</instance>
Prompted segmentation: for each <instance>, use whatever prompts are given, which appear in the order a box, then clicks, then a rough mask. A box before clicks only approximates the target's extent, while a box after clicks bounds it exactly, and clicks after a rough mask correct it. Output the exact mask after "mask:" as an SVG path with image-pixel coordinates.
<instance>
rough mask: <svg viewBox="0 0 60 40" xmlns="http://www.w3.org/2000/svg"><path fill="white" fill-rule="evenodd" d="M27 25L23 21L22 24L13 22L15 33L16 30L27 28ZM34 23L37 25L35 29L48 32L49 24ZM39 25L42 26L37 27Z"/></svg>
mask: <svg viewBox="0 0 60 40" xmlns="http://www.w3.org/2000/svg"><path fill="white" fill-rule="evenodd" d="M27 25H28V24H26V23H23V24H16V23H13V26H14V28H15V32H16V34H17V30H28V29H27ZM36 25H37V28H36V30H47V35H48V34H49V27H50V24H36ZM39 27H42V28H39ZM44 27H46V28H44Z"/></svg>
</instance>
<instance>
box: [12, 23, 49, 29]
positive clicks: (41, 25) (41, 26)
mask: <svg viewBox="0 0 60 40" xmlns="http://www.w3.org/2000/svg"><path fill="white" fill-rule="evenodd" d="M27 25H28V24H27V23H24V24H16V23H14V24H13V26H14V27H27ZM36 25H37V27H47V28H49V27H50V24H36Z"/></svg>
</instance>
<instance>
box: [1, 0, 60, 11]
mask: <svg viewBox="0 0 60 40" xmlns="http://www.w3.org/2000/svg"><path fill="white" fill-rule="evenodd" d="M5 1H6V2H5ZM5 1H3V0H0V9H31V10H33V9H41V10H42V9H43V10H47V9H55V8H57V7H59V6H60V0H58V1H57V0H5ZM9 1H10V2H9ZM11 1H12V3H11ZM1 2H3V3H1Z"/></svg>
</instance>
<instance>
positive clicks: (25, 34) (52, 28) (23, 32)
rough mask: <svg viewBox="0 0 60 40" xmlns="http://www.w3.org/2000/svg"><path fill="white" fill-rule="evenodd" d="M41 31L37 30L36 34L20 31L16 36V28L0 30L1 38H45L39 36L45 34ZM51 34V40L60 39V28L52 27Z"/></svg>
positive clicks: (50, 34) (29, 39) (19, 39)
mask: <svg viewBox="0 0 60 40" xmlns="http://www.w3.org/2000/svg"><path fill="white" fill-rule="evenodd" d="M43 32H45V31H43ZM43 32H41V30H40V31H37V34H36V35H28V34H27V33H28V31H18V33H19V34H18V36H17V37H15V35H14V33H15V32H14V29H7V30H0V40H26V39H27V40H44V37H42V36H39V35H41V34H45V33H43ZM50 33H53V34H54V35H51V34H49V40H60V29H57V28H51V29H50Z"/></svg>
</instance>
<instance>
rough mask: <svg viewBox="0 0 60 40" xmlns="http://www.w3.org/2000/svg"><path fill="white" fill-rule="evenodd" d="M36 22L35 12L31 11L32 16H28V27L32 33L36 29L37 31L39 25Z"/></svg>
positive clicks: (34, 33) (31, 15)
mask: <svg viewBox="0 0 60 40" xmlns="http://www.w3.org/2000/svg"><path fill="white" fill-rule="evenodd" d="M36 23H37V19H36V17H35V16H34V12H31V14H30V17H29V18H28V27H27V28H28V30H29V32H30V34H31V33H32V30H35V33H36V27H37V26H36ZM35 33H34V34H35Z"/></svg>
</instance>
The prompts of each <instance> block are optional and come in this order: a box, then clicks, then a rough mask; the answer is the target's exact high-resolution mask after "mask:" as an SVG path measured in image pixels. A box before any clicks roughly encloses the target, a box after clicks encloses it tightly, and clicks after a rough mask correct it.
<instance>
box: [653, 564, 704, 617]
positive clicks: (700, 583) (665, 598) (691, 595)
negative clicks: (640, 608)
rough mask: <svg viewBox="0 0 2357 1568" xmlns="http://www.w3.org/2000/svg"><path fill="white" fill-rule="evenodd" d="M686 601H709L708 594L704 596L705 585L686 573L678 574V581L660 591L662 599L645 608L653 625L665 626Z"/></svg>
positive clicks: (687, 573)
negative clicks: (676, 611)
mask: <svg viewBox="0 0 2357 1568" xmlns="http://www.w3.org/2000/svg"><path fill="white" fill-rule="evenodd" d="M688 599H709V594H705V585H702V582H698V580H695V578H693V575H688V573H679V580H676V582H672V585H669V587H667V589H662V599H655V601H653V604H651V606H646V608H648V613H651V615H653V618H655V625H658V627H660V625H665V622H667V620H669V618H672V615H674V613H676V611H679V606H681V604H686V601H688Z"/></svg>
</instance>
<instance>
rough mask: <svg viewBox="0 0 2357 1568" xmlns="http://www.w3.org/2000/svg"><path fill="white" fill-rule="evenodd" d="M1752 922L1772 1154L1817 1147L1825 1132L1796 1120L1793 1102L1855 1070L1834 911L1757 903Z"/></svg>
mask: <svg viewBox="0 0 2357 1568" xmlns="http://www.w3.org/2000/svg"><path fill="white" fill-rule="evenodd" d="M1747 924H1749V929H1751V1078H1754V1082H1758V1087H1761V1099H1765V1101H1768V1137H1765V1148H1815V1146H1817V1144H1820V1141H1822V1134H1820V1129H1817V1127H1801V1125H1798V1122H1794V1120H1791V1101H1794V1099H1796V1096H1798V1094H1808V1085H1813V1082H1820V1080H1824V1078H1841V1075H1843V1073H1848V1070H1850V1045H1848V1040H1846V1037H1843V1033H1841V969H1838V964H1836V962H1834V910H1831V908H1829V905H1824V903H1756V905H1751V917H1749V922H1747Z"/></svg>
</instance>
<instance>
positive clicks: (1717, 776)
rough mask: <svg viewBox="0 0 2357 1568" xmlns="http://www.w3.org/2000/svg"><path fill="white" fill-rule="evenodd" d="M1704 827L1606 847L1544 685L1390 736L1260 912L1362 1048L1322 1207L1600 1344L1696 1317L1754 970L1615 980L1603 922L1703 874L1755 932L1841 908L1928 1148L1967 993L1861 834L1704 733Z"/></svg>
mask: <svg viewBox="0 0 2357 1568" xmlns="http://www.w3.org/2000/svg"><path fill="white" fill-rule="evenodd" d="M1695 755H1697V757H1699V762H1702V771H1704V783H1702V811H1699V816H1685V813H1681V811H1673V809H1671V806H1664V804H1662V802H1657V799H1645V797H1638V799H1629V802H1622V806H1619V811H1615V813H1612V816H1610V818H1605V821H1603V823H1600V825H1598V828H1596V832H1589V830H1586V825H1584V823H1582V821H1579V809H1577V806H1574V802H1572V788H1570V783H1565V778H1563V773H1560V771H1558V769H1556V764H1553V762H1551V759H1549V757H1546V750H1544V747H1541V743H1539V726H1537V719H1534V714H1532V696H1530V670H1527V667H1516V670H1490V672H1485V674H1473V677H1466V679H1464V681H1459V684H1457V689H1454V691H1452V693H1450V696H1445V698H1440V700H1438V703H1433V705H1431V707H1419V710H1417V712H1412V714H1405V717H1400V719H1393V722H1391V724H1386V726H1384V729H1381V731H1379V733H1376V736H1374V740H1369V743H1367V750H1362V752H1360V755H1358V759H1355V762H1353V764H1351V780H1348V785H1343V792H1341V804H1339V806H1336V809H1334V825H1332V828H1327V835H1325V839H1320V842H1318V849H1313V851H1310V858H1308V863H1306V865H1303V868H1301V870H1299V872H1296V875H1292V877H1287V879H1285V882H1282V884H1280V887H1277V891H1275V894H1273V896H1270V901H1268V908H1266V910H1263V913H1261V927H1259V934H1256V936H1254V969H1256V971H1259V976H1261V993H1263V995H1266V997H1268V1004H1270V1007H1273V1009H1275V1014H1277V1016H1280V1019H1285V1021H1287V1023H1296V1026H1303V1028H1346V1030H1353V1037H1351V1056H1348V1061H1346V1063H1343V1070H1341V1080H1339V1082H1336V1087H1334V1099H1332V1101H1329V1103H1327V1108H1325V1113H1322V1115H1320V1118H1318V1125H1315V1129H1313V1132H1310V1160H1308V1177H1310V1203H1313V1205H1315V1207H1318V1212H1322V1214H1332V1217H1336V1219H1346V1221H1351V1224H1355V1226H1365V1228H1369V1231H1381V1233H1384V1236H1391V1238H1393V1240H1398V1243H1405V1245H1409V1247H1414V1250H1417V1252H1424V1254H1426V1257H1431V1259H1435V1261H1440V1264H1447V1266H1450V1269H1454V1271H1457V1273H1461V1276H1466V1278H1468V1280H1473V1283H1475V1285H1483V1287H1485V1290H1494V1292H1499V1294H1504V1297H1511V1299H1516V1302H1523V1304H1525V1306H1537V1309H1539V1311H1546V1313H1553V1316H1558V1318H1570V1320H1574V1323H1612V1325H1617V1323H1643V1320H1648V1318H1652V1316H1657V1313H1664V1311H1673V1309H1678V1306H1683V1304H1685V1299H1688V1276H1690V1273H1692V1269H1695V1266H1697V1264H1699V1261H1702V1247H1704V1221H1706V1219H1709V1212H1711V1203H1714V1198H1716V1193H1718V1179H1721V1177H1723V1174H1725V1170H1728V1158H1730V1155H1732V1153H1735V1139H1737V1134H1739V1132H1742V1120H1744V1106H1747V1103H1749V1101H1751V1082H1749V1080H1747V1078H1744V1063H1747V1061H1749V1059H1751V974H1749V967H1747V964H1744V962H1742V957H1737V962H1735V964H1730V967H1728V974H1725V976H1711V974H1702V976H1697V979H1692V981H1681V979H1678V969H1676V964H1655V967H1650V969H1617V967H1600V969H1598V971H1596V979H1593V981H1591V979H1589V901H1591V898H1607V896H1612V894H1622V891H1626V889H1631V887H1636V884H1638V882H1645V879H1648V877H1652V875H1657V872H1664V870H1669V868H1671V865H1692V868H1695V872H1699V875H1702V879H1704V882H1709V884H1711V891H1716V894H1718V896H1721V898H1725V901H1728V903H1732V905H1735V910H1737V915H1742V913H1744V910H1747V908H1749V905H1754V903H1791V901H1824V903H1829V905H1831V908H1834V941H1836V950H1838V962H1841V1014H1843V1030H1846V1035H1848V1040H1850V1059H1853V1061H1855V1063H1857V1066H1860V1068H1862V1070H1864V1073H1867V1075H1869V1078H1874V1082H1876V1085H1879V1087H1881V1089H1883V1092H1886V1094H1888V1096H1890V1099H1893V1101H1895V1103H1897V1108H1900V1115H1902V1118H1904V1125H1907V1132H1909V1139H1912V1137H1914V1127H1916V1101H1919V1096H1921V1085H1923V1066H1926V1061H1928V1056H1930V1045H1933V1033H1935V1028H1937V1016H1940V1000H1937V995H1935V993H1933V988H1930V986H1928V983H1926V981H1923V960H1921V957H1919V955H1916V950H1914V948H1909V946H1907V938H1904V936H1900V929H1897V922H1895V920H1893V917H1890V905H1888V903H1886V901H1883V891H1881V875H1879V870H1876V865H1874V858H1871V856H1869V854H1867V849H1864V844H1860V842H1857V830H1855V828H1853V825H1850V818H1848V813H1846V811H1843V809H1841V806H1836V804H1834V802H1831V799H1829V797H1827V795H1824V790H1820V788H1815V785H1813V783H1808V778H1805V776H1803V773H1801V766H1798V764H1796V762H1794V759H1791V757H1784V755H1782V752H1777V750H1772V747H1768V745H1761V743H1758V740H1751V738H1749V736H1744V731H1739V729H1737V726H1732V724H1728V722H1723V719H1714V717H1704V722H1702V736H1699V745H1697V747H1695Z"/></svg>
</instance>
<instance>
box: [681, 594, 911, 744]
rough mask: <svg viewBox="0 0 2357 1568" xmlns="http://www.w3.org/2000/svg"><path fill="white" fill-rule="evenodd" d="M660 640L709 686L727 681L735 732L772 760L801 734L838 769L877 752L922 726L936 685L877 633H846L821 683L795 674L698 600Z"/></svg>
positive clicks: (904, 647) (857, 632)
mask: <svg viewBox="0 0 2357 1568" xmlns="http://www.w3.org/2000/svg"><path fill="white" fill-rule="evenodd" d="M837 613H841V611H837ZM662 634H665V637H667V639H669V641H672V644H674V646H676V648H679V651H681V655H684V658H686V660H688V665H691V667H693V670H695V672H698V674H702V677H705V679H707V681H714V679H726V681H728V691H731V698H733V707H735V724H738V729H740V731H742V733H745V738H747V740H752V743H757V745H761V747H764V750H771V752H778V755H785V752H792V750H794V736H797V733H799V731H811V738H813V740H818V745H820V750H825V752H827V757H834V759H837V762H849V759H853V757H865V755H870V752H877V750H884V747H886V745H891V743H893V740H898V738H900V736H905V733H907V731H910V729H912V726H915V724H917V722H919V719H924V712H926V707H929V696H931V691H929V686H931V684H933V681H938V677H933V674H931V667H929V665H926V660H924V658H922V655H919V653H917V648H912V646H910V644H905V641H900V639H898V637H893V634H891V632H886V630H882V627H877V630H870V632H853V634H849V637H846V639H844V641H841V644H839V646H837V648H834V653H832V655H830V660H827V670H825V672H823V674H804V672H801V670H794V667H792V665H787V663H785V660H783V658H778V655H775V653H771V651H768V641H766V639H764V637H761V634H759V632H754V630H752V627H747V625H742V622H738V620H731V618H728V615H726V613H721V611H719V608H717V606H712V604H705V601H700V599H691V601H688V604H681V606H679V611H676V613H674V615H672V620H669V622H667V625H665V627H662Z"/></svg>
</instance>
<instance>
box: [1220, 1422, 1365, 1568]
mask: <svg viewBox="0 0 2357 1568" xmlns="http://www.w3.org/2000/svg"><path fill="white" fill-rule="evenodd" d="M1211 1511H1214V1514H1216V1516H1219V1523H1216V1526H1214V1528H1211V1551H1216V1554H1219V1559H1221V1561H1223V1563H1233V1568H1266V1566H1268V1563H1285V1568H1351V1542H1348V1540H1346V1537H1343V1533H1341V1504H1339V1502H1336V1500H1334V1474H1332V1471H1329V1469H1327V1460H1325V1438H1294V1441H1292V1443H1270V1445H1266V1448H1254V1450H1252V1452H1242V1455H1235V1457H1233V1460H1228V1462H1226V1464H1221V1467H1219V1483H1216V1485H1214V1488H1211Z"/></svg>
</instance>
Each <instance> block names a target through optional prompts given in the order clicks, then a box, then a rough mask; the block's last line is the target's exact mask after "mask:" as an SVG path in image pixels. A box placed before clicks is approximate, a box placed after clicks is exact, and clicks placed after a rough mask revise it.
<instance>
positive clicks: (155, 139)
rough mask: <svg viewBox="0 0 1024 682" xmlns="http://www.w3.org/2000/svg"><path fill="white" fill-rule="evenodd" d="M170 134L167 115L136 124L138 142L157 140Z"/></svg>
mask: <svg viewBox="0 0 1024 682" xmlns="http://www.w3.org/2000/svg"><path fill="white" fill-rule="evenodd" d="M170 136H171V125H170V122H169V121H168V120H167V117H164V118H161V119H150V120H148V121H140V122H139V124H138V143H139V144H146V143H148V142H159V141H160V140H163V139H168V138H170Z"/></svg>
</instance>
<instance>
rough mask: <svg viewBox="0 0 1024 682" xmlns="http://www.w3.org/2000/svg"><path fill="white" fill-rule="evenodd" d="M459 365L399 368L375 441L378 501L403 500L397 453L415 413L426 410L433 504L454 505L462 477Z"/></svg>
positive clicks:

▶ [Task objective]: Identify the lines above with the word "exact". Copy them.

▶ [Exercise solution]:
Prompted segmentation: for each <instance>, use whatever prompts are given, which appear in the order a box, then clicks, then a rough mask. A box before clicks only approximates the target's extent, while a box after clicks bounds it exactly, and clicks after a rough mask correct it. Output the exact mask after "mask:" as an SVG path with image-pixel coordinates.
The prompts of each <instance> block are optional and come in this order: a box, then clicks, then a rough mask; the answer is the target's exact high-resolution mask after "mask:" as an SVG path measured in image pixels. A box before any clicks roughly encloses the target, a box after clicks encloses it tightly, and clicks after a rough mask correct it.
Each <instance> block names a target through optional prompts given in the order clicks, then a box, then a rough mask; the block's last line is the target's exact mask after "mask:" as an SVG path in image pixels. A box placed before clicks is approximate, a box placed after clicks is exact, and clicks placed after a rough mask revise it.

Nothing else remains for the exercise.